Output all the material that follows, exactly as given.

INPUT MATERIAL -
● ● ● ● ● ● ●

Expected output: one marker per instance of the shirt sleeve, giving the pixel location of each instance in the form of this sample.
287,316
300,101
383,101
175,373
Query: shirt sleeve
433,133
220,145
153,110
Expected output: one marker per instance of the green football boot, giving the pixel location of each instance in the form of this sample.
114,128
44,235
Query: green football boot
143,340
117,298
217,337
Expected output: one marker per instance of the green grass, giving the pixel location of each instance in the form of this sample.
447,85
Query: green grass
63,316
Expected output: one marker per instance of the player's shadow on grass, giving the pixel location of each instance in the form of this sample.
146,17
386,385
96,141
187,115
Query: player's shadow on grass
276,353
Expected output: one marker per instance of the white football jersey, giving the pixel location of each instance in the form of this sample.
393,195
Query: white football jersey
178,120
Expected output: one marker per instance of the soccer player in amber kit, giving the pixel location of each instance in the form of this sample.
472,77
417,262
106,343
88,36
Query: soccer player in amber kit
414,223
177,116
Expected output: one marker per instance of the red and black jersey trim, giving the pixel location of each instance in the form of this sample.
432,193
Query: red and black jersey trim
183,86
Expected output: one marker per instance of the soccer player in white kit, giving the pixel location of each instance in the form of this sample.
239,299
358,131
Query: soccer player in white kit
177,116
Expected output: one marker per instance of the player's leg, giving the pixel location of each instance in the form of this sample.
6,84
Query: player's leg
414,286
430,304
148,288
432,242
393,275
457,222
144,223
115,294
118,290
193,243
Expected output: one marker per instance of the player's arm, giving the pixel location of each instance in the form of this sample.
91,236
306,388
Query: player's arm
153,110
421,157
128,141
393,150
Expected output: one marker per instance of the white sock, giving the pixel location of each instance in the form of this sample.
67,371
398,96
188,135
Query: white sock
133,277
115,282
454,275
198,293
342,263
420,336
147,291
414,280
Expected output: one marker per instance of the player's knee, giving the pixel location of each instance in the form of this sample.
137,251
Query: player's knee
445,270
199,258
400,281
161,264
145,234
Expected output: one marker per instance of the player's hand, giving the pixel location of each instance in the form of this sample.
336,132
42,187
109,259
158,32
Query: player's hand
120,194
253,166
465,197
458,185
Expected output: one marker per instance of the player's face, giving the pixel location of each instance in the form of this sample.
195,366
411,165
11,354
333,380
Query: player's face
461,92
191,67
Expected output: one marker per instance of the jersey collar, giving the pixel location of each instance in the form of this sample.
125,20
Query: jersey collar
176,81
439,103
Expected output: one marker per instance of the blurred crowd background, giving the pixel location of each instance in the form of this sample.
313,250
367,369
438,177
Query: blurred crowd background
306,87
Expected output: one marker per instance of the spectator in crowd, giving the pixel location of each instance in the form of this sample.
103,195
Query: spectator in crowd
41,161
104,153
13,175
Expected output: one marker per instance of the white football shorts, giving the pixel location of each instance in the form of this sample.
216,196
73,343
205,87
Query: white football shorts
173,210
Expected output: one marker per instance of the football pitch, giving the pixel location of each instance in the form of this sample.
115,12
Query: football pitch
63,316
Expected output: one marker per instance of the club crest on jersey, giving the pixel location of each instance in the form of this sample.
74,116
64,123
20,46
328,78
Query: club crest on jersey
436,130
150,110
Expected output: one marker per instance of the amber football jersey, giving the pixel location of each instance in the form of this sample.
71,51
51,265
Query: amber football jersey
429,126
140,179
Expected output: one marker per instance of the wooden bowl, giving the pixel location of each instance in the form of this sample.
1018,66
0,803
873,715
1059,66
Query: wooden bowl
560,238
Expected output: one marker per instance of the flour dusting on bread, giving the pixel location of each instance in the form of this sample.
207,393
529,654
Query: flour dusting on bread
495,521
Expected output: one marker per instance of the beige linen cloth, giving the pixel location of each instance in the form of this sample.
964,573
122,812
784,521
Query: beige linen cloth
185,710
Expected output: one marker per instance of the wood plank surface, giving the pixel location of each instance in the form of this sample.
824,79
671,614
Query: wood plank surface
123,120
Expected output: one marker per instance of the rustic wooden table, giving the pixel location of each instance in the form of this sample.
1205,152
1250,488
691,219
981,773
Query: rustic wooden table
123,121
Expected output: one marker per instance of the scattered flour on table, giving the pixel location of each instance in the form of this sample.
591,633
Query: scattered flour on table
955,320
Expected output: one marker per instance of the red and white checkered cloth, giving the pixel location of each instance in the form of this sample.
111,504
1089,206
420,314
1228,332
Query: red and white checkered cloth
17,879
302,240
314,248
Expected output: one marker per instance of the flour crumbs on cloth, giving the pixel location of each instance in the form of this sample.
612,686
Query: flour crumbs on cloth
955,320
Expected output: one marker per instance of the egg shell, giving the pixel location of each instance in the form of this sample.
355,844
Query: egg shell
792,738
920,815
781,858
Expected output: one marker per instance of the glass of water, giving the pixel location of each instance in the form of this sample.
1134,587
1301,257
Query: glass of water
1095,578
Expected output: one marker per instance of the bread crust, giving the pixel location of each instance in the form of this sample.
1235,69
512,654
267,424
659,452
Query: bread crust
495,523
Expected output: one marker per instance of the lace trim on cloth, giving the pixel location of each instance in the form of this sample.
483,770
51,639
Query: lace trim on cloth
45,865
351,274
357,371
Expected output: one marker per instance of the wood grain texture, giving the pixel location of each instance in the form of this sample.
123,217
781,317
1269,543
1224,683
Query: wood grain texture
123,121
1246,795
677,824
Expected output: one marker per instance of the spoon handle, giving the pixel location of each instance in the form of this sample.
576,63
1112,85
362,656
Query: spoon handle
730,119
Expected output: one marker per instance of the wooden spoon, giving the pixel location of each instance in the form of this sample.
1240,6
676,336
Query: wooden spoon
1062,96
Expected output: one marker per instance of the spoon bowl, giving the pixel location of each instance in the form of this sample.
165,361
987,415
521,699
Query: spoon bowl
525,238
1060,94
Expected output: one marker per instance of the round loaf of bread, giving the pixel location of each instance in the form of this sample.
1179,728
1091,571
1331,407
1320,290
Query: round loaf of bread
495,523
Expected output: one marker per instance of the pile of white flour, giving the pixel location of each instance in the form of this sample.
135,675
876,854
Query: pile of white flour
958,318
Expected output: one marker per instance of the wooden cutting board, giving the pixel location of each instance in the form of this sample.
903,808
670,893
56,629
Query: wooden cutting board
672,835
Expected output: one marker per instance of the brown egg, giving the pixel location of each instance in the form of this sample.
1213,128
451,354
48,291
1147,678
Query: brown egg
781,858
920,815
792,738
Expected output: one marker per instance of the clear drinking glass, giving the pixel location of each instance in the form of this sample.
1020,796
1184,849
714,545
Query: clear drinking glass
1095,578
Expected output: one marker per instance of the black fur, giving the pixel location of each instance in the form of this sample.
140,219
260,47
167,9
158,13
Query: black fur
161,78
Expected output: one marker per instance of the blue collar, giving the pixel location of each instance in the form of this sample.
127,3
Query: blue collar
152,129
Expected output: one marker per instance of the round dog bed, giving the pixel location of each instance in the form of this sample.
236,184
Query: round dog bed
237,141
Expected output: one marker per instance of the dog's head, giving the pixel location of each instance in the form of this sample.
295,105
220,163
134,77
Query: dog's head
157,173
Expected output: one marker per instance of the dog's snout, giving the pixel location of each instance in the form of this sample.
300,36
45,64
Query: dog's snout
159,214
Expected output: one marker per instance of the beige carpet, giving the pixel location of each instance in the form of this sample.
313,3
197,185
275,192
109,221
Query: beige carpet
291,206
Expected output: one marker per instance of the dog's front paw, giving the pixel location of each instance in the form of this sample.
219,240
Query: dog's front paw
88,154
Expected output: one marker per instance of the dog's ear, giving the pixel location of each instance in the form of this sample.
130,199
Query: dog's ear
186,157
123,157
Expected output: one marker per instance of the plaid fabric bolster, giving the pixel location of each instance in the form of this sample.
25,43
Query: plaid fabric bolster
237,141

● ● ● ● ● ● ●

WORKED SOLUTION -
Expected output: one marker per instance of the shirt sleeve, giving the pixel location of each instance in the form of this sample.
287,316
300,101
383,101
175,373
Query: shirt sleeve
433,133
220,145
153,110
Expected output: one marker per instance of the green football boot, giving the pixel location of each instance in the form of this sample.
114,128
44,235
Query: green football boot
143,340
117,298
217,337
Expected output: one marker per instance of the green grass, giving the pixel location of each instance in the form of this sample.
447,85
Query: green grass
63,316
Expected output: one marker per instance of the player's shadow on grass, giving the pixel location of each instance in the form of this sample.
146,17
386,385
96,141
187,115
Query: player's shadow on grass
276,353
Expected output: one marker per instance of the white football jersey, giving the pixel location of each instance in the form of this sample.
393,195
Query: white football jersey
178,120
Expected output: one marker per instance of the soccer player in amber kit, giving the pixel location of each instance in the form of this sample.
472,77
417,262
106,343
88,36
Query: soccer player in amber kit
414,223
177,116
Expected output: one marker per instance of the red and black jersey trim, giving the pixel location of each instance in the form of this sample.
432,193
Query: red and black jersey trim
183,86
Expected output: one marker per instance of the soccer player in white kit, giving the pixel location of each instance in the form of this sample.
239,299
358,131
Query: soccer player in white kit
177,116
Expected output: one marker per instance of the player's leg, giving the pixel location of each instance in the form of this sample.
6,84
Query: player's leg
414,286
430,304
148,288
432,242
393,275
457,222
144,223
115,294
118,290
193,243
Expected output: one marker per instance of the player's arm, giving the pixel location of each instance in the form of this sample.
91,236
306,388
Query: player's arm
153,110
421,157
128,141
393,150
Expected output: one marker per instance of the white sock, giving the pixel location of each instance in the form of this sample.
67,371
398,96
188,135
Query: white sock
133,277
115,282
454,275
198,293
342,263
420,336
147,291
414,280
Expected output: one marker per instance of the player's knee, giving the pixel location of each instance in the form of this sample.
137,251
Query: player's knee
445,270
199,258
400,281
161,264
145,234
Expected output: one marker per instance of the player's hand, giving the pixel location of each instance in the form of this sample.
336,132
42,187
109,259
158,32
Query: player's hand
120,194
253,166
465,197
458,185
Expected output: one marker per instance of the player's face, giving the pixel location of each instance in the form of this sample.
195,366
411,165
11,354
333,380
Query: player's face
461,92
191,67
Expected output: one marker per instance of the jersey collar, giving the pixel location of each instance in the form of this sample.
125,20
Query: jersey collar
176,81
439,103
Expected output: one marker per instance of the blurred crowd background, giving the pixel location of each instance in the form of this sample.
313,250
367,369
438,177
Query: blurred crowd background
306,87
Expected output: one marker per instance of the spectator in crowd, giving the pixel location of each instance in the form of this sample.
103,195
Query: spectator in crowd
41,161
104,153
13,175
Expected output: one marker per instance of the white football shorts, giving the pixel location of each instance in the form of this sample.
216,196
73,343
205,87
Query: white football shorts
173,210
Expected output: one marker per instance of the football pitch, giving the pixel location of each instance in the form of this sample.
115,12
Query: football pitch
63,316
Expected output: one marker per instance of the club crest on jersey, giving the pixel location of each instance in the form of this sample.
74,116
64,123
20,46
328,78
Query: club crest on jersey
436,130
150,110
Expected output: one marker per instance of the amber football jersey, giving the pixel location of each instance in the form of this sample.
71,51
51,265
Query: amber football jersey
429,126
140,179
Expected output: one marker per instance of the wooden bowl, giving the pixel location of each instance in the form of this sample.
1018,66
0,803
873,715
1059,66
Query: wooden bowl
560,238
Expected output: one marker per instance of the flour dusting on bread, giving the pixel location of each instance in the form of this sample.
207,393
529,654
Query: flour dusting on bread
495,521
Expected output: one marker per instance of the beige linen cloth, giving the pixel location of each instance in the form of this sample.
964,573
122,812
784,521
Query: beige linen cloth
185,710
Expected output: one marker per instance of the wood plank surface, giving the pixel location of each instance in the form of this sample.
824,79
671,614
Query: wood plank surface
123,120
Expected output: one marker per instance of the rustic wooden table, giving the pixel location of each instance in the form of this sample.
1205,152
1250,488
691,219
981,773
Query: rustic wooden table
123,121
Expected output: one marker per instance of the scattered flour on table, giving the pixel location of each instance in the form of this sample.
591,633
Query: scattered flour on table
955,320
Expected output: one marker per instance of the red and white checkered cloth, giving the pixel location of each instance in the form of this sample.
111,504
1089,206
420,314
1228,332
Query: red and white checkered cloth
17,879
302,240
314,248
Expected output: one marker per instance of the flour crumbs on cloth, giving the pixel location of each instance in the form of this sample.
612,686
Query: flour crumbs on cloth
955,320
Expected output: one marker per instance of the egg shell, giving the pixel location of each instance in the form of this sample.
355,844
Query: egg shell
792,738
920,815
781,858
Expected output: one marker per instance of the glass of water, giving the pixel location of each instance in the form of this sample.
1134,587
1301,257
Query: glass of water
1095,578
Expected output: one marker per instance of the bread crust, giving the pixel location of each instance in the form of this sample.
1235,69
512,654
267,424
659,452
Query: bread crust
495,523
Expected output: one marker per instance of the lace trim on cloth, giving the pixel location of each instance in the form of this sample.
483,770
51,639
Query: lace trim on cloth
45,865
351,274
357,371
Expected output: one marker per instance of the wood grain texture, giving the pixel location of each instance in the form of this sample.
123,217
781,317
1269,543
1224,683
Query: wood grain texture
123,121
1246,795
677,824
Expected output: one marker per instance of the spoon handle, giving the pixel location of each instance in the form of this sample.
576,63
1112,85
362,656
Query: spoon handle
730,119
Expected output: one marker per instance of the wooden spoon, giving the pixel location of each instance in the form of this sample.
1240,6
676,336
Query: wooden spoon
1062,96
Expected output: one marker per instance of the spoon bowl, giving the pixel location of each instance in the form of this sample.
165,361
987,415
521,699
Query: spoon bowl
525,238
1060,94
Expected output: one marker per instance of the round loaf of bread, giving the pixel location of each instance in the form of this sample.
1179,728
1091,571
1331,407
1320,290
Query: round loaf of bread
495,523
Expected output: one marker per instance of the pile of white flour, giving the pixel location of each instance in the form of this sample.
135,675
876,854
Query: pile of white flour
958,318
Expected output: one marker per instance of the wooden cutting board, giving the pixel location of each instance in the form of this sample.
903,808
670,893
56,629
Query: wooden cutting board
672,835
Expected output: one marker per instance of the brown egg, giving the pixel location of each instance in the form of this sample.
1213,128
451,354
48,291
1147,678
Query: brown egg
781,858
920,815
792,738
Expected output: one marker per instance of the clear drinking glass, giving the pixel location of each instance in the form of this sample.
1020,796
1184,849
714,545
Query: clear drinking glass
1095,578
Expected output: one marker per instance of the black fur, giving the pixel location of each instance in the form of this sample.
140,219
260,47
167,9
158,13
Query: black fur
161,78
Expected output: one marker per instance of the blue collar, giving the pixel location of each instance in the form of this sample.
127,3
Query: blue collar
152,129
Expected output: one marker per instance of the round dog bed, giving the pixel location of each instance in the form of this sample.
236,184
Query: round dog bed
237,141
Expected output: one marker per instance of the dog's head, giving the pixel location of each instance in the form of this sample.
295,105
220,163
134,77
Query: dog's head
157,173
Expected output: one marker per instance of the dog's snout, giving the pixel location of each instance in the form of this sample.
300,36
45,64
Query: dog's snout
159,214
Expected output: one marker per instance of the beige carpet, giving the pixel location of each instance in the form of this sample.
313,3
197,185
275,192
109,221
Query: beige carpet
291,206
Expected output: one marker per instance of the dog's front paw, giving the pixel location of each instance in the form of this sample.
219,240
Query: dog's front paw
88,154
Expected output: one marker per instance of the dog's ear, giving the pixel location of each instance in the form of this sample.
130,199
Query: dog's ear
186,157
123,157
Expected output: one marker per instance of the plaid fabric bolster, giving the pixel location of each instance in the form of this sample.
25,43
Query: plaid fabric bolster
237,141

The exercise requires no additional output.